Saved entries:
====

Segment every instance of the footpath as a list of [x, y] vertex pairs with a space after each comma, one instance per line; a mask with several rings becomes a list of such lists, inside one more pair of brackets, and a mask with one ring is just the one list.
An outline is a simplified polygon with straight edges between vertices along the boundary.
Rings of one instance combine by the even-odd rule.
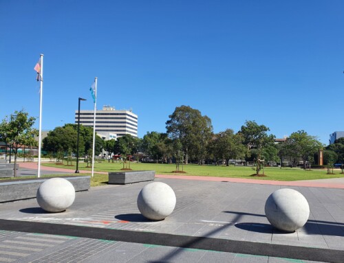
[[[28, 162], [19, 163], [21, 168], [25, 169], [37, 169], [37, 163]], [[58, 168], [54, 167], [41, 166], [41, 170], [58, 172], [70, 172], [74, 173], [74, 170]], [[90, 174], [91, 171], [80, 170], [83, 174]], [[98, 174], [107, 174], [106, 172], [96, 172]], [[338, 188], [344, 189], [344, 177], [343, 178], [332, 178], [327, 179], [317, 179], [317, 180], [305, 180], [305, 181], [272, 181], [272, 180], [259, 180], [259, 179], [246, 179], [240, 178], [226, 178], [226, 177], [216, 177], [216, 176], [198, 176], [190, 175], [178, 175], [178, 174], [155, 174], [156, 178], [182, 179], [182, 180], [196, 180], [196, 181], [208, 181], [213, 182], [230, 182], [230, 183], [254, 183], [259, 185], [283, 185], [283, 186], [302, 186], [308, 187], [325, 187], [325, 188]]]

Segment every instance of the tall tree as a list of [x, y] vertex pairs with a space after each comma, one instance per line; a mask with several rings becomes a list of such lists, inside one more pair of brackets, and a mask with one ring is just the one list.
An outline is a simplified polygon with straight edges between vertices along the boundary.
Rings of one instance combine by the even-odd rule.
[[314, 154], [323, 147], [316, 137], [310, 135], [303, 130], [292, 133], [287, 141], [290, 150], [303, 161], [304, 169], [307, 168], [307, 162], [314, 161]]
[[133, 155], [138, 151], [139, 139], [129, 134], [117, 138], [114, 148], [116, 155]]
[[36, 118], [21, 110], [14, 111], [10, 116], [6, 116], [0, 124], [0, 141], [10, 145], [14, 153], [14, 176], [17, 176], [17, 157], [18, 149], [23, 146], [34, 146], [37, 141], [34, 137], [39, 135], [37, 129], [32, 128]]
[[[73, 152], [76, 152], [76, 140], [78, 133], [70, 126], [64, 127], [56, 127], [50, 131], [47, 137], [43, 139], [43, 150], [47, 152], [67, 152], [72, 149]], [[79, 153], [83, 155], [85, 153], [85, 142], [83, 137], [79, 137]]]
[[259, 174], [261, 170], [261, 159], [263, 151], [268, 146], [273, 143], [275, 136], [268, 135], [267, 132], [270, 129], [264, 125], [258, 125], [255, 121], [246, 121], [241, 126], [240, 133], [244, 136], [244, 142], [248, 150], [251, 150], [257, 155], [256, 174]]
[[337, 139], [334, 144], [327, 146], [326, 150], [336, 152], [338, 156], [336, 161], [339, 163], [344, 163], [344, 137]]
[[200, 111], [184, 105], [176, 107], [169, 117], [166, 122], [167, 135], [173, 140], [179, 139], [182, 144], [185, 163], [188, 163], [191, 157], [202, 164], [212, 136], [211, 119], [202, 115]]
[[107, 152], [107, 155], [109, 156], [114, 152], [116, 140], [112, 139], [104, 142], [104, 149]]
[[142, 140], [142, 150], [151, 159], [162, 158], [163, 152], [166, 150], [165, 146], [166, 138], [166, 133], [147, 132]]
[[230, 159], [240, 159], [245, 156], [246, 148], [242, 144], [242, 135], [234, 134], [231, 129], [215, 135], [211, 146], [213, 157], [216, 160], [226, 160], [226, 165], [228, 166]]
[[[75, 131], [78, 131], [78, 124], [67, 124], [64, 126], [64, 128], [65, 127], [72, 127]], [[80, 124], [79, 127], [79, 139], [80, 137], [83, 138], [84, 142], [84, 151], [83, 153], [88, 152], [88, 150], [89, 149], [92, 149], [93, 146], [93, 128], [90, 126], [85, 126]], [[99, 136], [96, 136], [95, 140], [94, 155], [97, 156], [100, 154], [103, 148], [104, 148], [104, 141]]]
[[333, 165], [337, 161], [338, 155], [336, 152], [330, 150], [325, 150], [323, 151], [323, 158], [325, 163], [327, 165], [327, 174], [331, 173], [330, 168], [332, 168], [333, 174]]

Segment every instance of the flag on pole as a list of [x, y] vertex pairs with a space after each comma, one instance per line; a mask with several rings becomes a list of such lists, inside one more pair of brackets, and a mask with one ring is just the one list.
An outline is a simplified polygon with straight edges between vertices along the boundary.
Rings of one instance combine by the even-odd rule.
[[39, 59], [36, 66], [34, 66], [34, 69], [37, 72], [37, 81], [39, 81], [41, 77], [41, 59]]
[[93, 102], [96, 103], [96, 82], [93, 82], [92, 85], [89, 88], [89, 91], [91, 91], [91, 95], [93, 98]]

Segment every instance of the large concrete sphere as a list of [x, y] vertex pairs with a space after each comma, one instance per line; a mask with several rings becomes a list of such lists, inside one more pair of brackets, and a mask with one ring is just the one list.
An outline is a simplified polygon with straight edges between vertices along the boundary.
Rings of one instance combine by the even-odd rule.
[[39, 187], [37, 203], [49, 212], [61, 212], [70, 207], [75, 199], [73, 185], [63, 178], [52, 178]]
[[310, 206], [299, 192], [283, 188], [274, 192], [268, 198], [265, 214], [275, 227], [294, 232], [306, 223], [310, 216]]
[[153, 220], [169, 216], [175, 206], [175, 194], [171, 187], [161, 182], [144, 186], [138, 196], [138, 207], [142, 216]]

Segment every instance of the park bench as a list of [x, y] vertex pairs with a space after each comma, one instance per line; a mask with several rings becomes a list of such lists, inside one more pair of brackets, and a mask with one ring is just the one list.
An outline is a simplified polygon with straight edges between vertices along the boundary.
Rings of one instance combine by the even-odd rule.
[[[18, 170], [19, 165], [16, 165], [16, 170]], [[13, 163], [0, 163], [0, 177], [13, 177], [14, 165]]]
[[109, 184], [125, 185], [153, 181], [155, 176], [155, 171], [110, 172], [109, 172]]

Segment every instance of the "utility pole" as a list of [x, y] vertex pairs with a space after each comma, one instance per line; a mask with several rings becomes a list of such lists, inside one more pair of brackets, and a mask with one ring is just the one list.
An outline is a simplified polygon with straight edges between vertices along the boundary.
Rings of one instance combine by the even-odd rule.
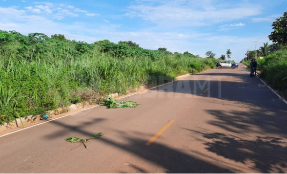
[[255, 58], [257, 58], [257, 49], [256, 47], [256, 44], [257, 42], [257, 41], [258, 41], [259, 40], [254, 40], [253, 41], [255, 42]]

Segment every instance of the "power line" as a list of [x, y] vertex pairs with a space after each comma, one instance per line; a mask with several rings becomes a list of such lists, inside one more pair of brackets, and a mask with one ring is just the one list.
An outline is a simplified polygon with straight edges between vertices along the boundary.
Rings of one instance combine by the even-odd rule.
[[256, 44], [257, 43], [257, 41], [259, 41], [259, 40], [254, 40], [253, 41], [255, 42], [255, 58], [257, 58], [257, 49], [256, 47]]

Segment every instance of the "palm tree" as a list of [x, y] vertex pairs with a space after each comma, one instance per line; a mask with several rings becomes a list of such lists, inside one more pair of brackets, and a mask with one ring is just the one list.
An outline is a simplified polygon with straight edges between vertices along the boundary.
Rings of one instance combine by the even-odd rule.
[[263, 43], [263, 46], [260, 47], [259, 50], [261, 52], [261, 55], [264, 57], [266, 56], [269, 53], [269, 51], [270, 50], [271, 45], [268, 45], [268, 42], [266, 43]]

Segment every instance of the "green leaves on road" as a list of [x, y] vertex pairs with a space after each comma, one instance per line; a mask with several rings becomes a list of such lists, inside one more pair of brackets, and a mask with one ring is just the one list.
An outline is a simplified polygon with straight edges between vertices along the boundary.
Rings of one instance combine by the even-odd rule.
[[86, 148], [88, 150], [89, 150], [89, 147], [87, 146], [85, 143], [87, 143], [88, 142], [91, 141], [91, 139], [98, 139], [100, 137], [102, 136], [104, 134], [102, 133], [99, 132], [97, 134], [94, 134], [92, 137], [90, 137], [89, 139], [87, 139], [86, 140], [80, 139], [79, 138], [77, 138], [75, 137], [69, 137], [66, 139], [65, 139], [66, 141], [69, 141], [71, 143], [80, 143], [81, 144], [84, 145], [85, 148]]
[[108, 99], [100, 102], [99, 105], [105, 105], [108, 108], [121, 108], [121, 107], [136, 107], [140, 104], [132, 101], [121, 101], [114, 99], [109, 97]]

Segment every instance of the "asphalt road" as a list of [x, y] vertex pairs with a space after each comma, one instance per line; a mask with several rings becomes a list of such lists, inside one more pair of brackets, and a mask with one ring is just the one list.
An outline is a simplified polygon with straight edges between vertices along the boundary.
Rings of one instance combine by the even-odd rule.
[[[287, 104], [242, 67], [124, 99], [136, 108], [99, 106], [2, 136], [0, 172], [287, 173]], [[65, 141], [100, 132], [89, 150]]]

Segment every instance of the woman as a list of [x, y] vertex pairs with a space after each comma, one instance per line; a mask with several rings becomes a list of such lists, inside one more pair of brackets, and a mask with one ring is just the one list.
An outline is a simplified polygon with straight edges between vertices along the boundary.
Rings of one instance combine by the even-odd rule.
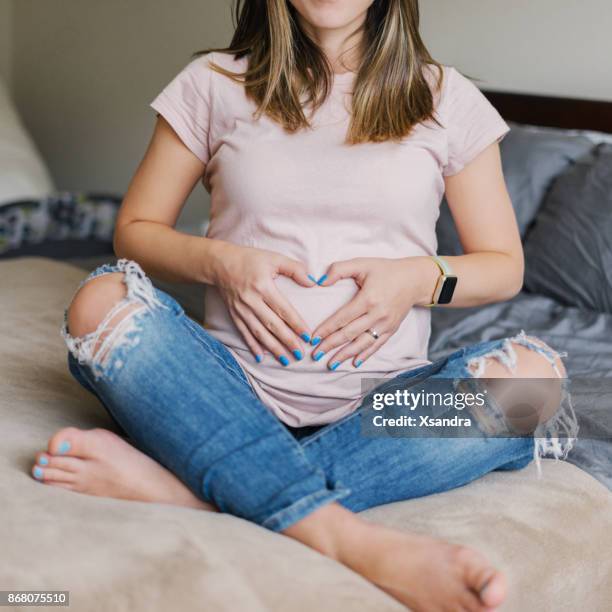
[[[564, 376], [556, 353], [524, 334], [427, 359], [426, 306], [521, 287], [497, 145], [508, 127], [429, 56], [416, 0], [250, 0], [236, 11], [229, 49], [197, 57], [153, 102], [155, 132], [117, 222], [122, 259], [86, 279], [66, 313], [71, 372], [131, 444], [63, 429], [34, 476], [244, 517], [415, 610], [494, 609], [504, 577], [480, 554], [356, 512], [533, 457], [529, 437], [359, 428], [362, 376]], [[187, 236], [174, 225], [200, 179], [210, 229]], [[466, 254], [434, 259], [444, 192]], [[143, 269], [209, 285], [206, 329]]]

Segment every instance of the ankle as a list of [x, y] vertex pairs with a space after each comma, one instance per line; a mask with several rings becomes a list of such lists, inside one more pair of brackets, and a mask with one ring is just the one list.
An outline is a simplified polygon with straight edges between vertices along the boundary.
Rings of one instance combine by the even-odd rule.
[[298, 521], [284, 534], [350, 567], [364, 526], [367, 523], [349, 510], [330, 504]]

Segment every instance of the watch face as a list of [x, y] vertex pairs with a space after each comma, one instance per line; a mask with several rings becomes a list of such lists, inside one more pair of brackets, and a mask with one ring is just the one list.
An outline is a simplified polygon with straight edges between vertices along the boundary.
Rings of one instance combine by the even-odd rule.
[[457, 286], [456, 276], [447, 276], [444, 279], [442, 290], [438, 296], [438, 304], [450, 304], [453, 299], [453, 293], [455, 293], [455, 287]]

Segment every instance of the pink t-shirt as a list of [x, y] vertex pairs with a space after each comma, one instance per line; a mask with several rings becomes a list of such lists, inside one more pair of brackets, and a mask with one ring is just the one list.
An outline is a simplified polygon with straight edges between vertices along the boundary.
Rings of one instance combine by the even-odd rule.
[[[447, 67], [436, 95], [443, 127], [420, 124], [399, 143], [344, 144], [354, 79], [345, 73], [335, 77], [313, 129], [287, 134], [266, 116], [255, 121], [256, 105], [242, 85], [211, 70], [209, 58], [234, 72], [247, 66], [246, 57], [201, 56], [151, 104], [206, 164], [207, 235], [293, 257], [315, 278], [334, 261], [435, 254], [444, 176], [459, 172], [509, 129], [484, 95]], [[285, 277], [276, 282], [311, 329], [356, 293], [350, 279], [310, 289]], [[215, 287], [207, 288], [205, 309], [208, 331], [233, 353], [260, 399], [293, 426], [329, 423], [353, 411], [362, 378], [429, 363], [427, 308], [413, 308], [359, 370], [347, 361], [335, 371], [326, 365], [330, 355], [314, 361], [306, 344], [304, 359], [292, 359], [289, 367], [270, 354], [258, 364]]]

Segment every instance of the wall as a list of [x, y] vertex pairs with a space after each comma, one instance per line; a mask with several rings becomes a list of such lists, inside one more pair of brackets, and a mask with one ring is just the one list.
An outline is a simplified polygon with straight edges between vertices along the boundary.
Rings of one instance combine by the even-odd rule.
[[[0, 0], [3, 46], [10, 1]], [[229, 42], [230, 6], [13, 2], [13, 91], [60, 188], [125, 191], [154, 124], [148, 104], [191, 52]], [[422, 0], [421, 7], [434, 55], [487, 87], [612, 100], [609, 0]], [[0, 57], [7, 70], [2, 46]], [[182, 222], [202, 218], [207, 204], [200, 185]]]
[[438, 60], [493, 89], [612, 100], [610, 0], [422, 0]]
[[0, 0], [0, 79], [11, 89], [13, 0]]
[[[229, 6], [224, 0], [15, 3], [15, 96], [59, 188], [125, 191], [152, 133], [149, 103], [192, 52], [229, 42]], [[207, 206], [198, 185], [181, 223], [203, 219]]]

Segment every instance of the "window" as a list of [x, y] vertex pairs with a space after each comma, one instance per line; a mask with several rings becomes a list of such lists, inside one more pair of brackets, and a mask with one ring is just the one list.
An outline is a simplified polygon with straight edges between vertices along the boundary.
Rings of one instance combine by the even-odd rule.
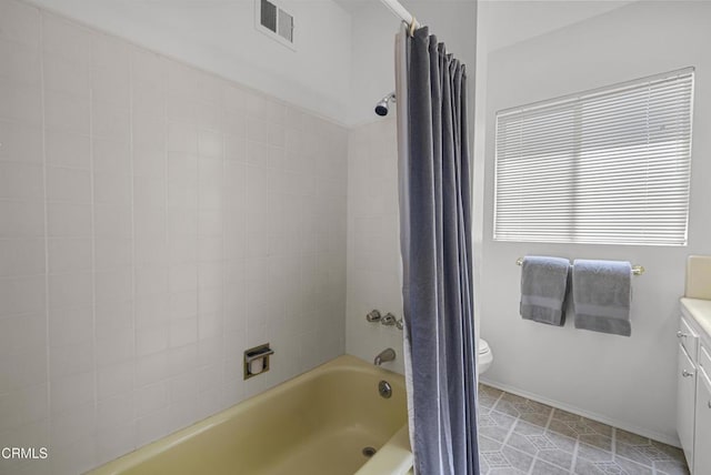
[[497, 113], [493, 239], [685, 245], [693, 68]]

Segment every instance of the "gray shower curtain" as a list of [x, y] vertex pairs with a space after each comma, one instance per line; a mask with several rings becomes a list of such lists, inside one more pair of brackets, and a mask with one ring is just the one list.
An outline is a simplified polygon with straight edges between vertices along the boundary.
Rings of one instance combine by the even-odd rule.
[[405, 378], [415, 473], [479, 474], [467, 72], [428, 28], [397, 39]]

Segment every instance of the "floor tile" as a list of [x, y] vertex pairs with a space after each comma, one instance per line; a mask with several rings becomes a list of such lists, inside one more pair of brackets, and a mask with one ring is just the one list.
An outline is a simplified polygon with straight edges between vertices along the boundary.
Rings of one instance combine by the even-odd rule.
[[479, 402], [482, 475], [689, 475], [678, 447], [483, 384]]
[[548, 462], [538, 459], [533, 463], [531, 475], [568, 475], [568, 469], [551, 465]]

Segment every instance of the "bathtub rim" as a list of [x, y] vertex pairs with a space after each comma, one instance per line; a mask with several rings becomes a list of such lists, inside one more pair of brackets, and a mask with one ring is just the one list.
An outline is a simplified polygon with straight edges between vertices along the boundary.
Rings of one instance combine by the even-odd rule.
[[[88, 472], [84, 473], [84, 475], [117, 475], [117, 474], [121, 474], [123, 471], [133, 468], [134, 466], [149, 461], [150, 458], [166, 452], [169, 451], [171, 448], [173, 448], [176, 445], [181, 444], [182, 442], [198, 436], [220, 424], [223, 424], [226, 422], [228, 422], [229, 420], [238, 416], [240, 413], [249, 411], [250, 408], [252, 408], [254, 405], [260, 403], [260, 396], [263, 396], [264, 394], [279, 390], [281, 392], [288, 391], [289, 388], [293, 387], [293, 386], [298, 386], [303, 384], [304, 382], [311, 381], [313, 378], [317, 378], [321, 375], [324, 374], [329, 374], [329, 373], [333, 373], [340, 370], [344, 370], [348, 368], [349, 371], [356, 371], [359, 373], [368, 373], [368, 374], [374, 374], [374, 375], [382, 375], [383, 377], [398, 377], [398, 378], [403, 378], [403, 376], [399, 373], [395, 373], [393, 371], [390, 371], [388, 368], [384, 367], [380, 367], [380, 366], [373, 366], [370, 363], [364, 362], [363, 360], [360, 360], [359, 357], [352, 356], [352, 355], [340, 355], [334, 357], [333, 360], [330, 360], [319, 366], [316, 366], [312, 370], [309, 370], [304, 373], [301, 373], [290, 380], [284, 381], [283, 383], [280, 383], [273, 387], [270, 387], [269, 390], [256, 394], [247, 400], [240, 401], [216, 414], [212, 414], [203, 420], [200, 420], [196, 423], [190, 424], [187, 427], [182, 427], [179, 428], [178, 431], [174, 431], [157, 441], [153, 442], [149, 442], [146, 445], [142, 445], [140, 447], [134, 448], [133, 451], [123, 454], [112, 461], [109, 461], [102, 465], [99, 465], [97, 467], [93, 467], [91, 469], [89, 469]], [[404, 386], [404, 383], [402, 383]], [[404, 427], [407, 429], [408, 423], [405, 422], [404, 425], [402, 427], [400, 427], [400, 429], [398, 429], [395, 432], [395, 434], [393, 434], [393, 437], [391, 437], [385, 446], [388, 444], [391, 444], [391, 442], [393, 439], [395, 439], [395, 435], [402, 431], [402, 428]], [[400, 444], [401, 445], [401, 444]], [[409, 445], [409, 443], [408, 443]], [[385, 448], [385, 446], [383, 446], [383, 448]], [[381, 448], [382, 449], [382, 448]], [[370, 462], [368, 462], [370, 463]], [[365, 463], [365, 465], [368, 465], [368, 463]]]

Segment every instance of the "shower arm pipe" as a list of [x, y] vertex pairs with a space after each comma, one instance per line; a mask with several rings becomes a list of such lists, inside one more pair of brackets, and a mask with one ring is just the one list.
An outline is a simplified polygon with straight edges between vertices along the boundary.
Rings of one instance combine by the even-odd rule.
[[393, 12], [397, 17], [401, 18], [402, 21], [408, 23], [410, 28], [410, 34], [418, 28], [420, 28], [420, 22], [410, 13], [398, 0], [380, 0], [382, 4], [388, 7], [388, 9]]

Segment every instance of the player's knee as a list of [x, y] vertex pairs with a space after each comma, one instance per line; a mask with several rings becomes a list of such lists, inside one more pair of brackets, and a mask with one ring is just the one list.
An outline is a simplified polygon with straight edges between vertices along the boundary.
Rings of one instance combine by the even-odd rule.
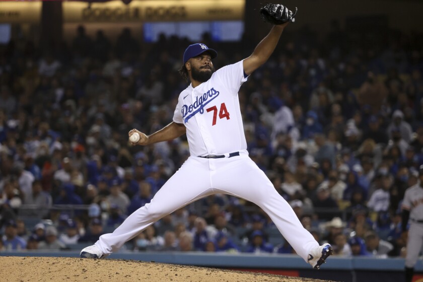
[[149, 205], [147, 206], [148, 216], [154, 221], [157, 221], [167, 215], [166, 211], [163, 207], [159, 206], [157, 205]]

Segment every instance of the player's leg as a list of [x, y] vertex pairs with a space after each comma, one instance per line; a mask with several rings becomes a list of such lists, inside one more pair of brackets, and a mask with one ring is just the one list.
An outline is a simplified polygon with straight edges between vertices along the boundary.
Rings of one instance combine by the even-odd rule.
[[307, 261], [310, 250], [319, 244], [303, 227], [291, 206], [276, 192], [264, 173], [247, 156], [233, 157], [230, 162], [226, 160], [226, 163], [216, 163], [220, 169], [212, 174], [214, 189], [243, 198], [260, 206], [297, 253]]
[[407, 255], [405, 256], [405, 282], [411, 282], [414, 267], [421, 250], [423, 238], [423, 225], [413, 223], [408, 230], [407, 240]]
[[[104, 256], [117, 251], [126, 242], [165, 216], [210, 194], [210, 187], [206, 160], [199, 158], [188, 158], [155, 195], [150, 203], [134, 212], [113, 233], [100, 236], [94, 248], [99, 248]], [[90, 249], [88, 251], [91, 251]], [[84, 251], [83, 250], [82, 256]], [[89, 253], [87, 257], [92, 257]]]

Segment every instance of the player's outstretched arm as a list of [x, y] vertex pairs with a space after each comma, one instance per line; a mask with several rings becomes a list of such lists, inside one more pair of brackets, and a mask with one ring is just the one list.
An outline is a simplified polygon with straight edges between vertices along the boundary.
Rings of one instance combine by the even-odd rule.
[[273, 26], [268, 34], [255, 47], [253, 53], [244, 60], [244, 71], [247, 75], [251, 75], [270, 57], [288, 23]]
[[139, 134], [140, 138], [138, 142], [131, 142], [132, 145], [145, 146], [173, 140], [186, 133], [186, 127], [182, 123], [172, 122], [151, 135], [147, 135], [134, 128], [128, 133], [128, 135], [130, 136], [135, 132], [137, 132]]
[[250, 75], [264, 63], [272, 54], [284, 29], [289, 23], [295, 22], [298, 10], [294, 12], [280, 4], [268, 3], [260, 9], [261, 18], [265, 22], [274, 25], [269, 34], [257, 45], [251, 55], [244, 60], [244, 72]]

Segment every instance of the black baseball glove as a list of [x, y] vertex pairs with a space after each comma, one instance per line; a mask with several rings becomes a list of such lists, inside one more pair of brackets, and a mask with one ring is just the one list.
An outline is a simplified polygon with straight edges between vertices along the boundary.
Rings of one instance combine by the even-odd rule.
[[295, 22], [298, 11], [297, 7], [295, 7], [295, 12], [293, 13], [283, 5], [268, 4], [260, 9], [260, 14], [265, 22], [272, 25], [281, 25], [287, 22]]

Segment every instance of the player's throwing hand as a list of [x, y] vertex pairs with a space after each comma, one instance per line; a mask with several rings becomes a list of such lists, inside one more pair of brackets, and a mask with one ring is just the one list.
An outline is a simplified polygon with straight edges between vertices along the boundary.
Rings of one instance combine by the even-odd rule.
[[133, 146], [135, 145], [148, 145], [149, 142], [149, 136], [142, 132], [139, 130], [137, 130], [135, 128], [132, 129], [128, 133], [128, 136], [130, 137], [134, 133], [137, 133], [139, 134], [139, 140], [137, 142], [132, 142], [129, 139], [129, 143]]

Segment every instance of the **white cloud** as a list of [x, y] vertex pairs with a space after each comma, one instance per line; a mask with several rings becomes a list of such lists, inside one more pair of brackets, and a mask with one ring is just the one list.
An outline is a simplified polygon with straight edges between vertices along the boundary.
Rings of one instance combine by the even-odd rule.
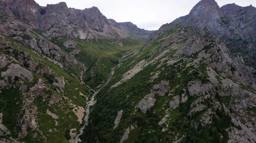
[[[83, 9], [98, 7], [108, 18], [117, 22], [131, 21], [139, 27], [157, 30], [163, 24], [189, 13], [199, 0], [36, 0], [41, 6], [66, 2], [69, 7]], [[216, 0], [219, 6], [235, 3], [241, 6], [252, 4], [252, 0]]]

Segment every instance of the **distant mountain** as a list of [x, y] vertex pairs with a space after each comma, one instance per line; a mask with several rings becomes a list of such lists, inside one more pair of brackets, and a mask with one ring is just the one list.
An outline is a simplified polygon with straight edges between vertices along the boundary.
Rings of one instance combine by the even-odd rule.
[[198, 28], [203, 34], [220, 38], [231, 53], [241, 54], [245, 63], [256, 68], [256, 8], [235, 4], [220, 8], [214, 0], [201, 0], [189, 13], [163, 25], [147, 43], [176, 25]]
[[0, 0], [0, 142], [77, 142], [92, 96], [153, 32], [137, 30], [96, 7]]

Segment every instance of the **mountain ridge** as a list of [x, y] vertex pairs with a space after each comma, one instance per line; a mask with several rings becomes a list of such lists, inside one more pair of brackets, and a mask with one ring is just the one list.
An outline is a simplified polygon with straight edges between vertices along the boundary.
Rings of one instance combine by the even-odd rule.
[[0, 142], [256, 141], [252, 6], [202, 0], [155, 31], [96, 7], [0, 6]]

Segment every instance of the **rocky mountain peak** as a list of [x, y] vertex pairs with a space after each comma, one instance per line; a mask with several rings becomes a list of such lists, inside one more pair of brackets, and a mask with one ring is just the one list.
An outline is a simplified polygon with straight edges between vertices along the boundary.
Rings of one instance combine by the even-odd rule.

====

- GOAL OF THE EXERCISE: Retype the records word for word, starting at the line that contains "Segment every instance of the woman" and stopping after the line that contains "510], [330, 504]]". Leave the pictures out of your answer.

- RESPONSE:
Segment every instance of the woman as a list of [x, y] vertex pairs with a space after each comma, one instance per line; a mask with several rings becomes a list of such lists, inside one more pair of brackets, and a mask with one ring is just the one list.
An outline is a simplified polygon with straight edges between vertices along the boundary.
Rings of one instance combine by the even-odd rule.
[[[564, 376], [556, 353], [524, 334], [427, 359], [426, 306], [521, 287], [497, 145], [508, 127], [429, 56], [416, 0], [250, 0], [236, 11], [229, 49], [197, 57], [153, 102], [155, 132], [117, 222], [122, 259], [86, 279], [66, 313], [71, 372], [131, 444], [63, 429], [34, 476], [244, 517], [415, 610], [494, 609], [504, 577], [480, 554], [356, 512], [533, 457], [529, 437], [359, 428], [362, 376]], [[187, 236], [174, 225], [200, 179], [210, 229]], [[466, 254], [434, 259], [444, 192]], [[143, 269], [209, 285], [206, 329]]]

Segment every instance of the ankle as a list of [x, y] vertex pairs with a space after each comma, one instance per line; a mask with several rings becomes a list of such lists, inside one more pair of brackets, and a mask with one ring is just the one list.
An outline is a simplified polygon with straight edges between vertices along the boundary.
Rings of one instance combine by the even-odd rule.
[[298, 521], [284, 534], [350, 567], [364, 526], [367, 523], [349, 510], [330, 504]]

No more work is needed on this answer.